→ **Exercice proposé 1**
Répondez aux questions suivantes d'après le texte sur le recueil de Demuth.
(a) En quelle année la nouvelle « Les années métalliques » a-t-elle paru ?
(b) Quelle nouvelle ouvre le recueil ?
(c) Parmi les inédits, quelle nouvelle se glisse dans la tête d'un vétéran traumatisé ?
→ **Exercice proposé 2**
Recopiez tout le passage du texte sur le recueil de Demuth, depuis « Puis, il y a » jusqu'à « tout le monde. » inclus.

→ **Passage du texte**
'''

Ce recueil de Demuth réuni en 1977 regroupe des textes parus de 1959 à 1974, plus quelques inédits. La nouvelle éponyme, « Les années métalliques », est justement de 1959 : son auteur avait tout juste vingt ans. Le héros débarque sur une Terre laissée aux robots depuis des siècles; il a pour mission de détruire cette civilisation métallique, machinique et robotisée. Ce qu'il fait après quelques péripéties. Mais c'est la description de son succès qui laisse percer une joie étrange, subversive peut-être dans le cadre de la science-fiction d'alors, face au renversement de cette société mécanisée. On ne retient pas l'absence de questionnements sur ce qui est une forme de génocide, mais bien l'habileté de l'auteur à brosser le portrait de ce futur lointain.

Toutefois, le recueil ouvre avec une longue nouvelle, « La route de Driegho », qui relève du space-opéra traditionnel avec une touche française. On songe aux premières aventures de Valérian et Laureline, et on apprécie la fin douce-amère. Les nouvelles suivantes, parfois signées sous pseudonyme, sont plus ordinaires. Et si des extraterrestres avaient pris la forme de chiens? (« Fin de contact ») Et si une élite future recrutait ses membres parmi les rebelles essayant de l'abattre? (« Nocturne pour démons ») Et s'il était possible de stimuler la vie d'une planète en augmentant l'éclat de son étoile? (« Céphéide »)

Puis, il y a les nouvelles de guerre, qui mettent en scène la violence et la haine, la guerre et ses conséquences. Au nombre des inédits, « Trauma-Blues » se glisse dans la tête d'un vétéran traumatisé. Dans « ... qui revient d'une longue chasse » de 1962, Demuth dépeint la réaction de quelques-uns au futur intergalactique dont rêvait souvent la science-fiction contemporaine, le brassage des espèces et des cultures étrangères suscitant non l'émerveillement mais le rejet. Dans « Trêve en 2090 », il y a place pour une dénonciation de la guerre et de son absurdité, mais la fin demeure ambiguë. On peut se lasser des combats, comme on le voit dans « La bataille d'Ophiuchus », mais ce n'est pas donné à tout le monde.

'''

→ **Entrées extraites**
'''

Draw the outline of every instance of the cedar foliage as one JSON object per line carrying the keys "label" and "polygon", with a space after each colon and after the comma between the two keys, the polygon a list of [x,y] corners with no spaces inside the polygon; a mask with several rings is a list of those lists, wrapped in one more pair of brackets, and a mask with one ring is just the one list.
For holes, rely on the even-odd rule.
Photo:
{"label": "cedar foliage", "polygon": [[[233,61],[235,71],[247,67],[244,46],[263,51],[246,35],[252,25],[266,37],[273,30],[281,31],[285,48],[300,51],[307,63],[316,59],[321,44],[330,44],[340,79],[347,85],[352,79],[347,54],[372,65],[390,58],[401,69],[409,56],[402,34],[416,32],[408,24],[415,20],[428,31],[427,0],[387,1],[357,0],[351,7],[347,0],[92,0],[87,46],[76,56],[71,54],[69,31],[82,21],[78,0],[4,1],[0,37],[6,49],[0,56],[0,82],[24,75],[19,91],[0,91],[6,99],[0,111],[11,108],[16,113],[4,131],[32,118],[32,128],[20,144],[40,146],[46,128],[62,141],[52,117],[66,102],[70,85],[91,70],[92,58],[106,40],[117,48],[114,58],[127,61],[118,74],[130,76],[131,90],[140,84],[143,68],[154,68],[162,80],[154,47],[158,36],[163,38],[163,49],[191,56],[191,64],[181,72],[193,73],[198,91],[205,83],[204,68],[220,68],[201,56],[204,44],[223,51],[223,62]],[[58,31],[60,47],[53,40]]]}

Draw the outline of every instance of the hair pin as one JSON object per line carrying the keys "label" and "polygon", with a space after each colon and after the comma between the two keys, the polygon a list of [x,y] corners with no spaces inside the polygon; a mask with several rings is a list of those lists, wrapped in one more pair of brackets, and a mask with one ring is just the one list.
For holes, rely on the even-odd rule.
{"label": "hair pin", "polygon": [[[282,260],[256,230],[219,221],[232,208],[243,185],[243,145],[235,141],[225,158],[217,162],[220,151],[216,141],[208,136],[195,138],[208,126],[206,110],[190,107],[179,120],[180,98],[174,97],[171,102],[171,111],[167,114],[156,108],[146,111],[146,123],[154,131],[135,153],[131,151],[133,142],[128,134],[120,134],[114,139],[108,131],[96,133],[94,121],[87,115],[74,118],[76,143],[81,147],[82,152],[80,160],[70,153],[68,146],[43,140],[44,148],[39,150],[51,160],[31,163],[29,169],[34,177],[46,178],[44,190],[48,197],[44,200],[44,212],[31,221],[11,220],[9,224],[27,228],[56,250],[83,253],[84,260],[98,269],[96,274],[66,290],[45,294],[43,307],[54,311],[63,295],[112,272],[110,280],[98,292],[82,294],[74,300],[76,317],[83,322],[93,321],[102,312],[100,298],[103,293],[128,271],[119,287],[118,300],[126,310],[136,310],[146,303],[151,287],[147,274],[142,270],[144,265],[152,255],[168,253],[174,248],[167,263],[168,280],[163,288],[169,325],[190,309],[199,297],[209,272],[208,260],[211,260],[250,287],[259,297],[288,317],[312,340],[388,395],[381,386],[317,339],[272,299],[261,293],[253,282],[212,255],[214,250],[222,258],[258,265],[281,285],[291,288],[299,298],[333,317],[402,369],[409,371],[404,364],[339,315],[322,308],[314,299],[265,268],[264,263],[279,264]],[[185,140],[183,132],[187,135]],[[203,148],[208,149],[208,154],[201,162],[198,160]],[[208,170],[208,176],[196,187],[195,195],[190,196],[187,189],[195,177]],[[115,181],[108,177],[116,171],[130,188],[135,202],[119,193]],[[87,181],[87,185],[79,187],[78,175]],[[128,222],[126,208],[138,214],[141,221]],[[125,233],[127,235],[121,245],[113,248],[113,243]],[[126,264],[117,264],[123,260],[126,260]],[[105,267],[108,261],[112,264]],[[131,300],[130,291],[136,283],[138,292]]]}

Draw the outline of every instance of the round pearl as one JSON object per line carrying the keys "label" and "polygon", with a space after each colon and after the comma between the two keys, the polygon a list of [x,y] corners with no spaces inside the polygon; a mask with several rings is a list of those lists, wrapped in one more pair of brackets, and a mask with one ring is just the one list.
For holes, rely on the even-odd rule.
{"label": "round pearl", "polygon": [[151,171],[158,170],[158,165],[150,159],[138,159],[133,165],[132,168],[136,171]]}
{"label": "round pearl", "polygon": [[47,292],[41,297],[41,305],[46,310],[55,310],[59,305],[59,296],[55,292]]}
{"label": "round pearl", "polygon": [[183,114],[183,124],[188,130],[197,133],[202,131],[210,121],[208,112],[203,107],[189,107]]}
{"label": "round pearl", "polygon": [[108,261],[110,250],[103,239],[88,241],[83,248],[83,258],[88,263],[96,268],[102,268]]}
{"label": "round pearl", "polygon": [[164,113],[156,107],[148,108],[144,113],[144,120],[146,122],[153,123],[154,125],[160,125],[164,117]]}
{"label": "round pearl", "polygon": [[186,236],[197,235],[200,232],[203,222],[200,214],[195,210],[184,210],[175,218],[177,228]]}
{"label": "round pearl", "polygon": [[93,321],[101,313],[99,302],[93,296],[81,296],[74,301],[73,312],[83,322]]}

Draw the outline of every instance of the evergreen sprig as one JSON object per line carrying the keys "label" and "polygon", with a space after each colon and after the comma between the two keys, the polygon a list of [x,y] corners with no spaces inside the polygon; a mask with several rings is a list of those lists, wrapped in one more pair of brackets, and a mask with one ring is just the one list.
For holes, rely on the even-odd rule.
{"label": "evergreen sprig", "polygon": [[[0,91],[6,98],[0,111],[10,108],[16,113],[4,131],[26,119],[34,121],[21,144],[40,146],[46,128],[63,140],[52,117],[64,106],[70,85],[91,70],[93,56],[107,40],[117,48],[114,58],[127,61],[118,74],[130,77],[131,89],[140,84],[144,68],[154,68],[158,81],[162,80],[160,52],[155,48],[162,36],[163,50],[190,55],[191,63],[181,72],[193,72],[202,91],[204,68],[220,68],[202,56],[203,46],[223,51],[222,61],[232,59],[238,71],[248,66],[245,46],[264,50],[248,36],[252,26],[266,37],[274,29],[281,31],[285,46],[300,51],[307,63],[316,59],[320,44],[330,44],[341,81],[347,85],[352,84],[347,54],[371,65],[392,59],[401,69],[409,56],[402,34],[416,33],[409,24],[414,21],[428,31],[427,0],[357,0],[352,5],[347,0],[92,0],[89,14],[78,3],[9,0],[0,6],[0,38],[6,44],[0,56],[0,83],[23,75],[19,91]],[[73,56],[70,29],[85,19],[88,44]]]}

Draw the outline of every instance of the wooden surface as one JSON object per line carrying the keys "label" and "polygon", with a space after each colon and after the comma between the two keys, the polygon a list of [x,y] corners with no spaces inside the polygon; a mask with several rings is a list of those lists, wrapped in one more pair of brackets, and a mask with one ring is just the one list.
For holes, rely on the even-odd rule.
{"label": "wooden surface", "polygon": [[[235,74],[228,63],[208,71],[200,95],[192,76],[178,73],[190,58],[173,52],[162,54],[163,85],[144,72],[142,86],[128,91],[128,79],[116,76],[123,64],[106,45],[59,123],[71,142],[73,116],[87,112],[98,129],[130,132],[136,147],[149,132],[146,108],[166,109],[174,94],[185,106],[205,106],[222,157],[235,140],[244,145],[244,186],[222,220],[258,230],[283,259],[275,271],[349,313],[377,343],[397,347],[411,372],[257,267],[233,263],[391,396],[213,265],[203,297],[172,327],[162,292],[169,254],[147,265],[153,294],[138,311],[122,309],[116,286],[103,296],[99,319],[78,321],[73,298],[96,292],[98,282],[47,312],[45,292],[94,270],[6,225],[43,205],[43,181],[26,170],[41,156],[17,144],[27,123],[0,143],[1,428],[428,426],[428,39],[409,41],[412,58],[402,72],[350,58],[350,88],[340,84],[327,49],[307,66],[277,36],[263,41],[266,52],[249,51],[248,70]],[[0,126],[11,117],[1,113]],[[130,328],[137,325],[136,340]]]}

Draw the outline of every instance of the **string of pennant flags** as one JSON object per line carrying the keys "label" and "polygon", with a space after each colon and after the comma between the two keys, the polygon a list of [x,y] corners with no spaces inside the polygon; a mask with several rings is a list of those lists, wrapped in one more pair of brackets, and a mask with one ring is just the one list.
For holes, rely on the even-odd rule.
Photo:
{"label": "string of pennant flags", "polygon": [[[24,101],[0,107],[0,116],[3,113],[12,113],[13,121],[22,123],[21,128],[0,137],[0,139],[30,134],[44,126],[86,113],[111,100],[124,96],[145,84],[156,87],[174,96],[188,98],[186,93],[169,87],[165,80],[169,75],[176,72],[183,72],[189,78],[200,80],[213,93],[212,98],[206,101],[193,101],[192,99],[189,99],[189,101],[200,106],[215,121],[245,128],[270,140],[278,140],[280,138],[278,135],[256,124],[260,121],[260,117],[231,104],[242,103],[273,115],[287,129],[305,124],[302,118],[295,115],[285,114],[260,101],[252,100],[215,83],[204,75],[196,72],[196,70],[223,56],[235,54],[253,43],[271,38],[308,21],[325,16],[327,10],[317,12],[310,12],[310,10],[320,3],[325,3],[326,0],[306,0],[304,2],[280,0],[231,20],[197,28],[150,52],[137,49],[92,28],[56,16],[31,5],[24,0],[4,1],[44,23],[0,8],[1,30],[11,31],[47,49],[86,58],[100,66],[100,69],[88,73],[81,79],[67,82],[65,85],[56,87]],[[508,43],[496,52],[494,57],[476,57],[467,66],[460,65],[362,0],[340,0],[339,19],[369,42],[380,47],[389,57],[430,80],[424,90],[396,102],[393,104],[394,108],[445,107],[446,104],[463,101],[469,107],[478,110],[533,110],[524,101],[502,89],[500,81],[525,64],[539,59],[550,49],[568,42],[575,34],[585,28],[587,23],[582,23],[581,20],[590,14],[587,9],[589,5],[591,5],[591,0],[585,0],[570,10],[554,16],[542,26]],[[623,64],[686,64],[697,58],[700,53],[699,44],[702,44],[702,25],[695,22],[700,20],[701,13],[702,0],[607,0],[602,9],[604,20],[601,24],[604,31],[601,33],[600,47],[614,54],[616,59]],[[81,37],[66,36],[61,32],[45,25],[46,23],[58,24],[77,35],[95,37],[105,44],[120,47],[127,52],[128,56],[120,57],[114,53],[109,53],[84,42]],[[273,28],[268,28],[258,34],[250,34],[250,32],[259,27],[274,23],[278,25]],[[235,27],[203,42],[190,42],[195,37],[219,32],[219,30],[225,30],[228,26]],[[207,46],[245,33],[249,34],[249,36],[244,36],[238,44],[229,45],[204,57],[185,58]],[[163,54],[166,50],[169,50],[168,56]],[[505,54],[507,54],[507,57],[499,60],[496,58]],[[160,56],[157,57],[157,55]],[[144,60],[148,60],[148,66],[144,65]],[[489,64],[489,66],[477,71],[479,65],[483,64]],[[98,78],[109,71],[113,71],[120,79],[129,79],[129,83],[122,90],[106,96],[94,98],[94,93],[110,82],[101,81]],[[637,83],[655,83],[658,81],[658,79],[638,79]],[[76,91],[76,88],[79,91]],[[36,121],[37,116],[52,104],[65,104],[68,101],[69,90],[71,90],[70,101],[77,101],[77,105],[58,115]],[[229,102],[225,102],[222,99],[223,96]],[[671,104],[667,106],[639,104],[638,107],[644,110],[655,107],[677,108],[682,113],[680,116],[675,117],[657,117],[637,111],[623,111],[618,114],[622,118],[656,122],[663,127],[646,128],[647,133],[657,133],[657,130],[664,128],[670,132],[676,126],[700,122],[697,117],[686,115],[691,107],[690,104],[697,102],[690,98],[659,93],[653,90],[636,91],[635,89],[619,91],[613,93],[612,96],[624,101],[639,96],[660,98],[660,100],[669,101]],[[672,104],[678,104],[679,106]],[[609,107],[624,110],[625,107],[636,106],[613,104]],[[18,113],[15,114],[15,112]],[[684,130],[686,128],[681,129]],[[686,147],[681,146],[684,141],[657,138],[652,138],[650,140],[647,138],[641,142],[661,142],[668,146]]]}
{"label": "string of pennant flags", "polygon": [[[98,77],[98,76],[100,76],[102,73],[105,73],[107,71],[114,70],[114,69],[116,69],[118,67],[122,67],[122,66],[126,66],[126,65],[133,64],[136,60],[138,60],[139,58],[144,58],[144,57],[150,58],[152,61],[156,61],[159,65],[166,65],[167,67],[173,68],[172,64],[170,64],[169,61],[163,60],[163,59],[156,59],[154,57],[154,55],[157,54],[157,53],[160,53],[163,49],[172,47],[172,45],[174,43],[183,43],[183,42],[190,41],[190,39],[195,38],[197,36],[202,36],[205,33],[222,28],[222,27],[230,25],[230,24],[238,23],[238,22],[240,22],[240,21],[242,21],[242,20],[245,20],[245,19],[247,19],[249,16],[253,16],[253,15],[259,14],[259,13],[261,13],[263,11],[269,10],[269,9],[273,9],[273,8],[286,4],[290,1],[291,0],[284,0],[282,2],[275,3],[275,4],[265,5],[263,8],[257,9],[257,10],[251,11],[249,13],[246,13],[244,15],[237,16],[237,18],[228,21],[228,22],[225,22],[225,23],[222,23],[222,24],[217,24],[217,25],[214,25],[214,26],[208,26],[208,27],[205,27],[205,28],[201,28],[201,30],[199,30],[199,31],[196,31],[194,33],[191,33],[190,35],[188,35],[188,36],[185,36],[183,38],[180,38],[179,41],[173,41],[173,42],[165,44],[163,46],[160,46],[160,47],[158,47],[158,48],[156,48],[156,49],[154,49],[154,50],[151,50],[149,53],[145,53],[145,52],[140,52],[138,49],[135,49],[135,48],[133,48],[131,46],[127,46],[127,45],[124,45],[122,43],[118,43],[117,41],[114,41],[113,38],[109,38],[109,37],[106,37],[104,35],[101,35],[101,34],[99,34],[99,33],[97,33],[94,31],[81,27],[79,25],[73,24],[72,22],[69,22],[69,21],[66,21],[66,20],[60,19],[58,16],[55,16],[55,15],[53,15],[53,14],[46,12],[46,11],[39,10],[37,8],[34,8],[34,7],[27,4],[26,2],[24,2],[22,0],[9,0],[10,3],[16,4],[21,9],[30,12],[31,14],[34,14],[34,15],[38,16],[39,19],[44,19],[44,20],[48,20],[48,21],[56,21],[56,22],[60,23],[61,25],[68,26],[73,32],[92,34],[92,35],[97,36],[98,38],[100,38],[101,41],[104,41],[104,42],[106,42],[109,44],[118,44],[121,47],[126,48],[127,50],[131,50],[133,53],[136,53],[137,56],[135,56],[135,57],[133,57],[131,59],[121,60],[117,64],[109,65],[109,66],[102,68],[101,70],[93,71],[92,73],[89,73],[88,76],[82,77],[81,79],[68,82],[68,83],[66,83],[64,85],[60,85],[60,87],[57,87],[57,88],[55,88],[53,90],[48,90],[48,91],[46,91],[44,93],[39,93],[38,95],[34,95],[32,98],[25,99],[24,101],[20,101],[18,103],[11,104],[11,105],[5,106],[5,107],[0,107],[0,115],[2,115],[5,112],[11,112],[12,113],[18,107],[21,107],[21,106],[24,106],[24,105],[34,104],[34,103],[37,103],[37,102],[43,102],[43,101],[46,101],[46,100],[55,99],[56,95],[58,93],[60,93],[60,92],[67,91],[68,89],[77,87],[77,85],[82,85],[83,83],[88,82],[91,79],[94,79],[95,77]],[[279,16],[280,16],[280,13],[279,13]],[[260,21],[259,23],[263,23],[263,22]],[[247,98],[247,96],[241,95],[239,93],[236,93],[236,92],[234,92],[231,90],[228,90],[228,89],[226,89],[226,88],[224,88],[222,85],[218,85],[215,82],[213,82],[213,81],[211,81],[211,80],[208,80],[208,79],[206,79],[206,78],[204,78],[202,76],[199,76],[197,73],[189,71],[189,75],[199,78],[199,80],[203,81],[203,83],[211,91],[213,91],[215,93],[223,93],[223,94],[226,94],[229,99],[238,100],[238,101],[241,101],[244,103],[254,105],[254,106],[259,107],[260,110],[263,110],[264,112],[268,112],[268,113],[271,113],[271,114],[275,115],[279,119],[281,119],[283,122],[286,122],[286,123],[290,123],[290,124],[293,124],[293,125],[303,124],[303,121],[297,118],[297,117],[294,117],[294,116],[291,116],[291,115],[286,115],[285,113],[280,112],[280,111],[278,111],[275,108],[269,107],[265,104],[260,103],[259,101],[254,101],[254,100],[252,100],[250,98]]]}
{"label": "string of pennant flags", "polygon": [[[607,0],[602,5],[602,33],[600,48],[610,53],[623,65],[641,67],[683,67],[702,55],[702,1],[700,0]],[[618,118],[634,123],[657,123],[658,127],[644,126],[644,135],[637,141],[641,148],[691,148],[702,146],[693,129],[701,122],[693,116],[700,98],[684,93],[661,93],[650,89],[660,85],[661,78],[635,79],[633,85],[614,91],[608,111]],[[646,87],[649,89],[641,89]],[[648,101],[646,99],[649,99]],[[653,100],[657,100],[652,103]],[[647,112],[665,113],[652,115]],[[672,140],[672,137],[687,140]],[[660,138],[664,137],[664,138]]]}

'''

→ **Réponse rédigée 1**
(a) En 1959.
(b) « La route de Driegho ».
(c) « Trauma-Blues ».

→ **Réponse rédigée 2**
Puis, il y a les nouvelles de guerre, qui mettent en scène la violence et la haine, la guerre et ses conséquences. Au nombre des inédits, « Trauma-Blues » se glisse dans la tête d'un vétéran traumatisé. Dans « ... qui revient d'une longue chasse » de 1962, Demuth dépeint la réaction de quelques-uns au futur intergalactique dont rêvait souvent la science-fiction contemporaine, le brassage des espèces et des cultures étrangères suscitant non l'émerveillement mais le rejet. Dans « Trêve en 2090 », il y a place pour une dénonciation de la guerre et de son absurdité, mais la fin demeure ambiguë. On peut se lasser des combats, comme on le voit dans « La bataille d'Ophiuchus », mais ce n'est pas donné à tout le monde.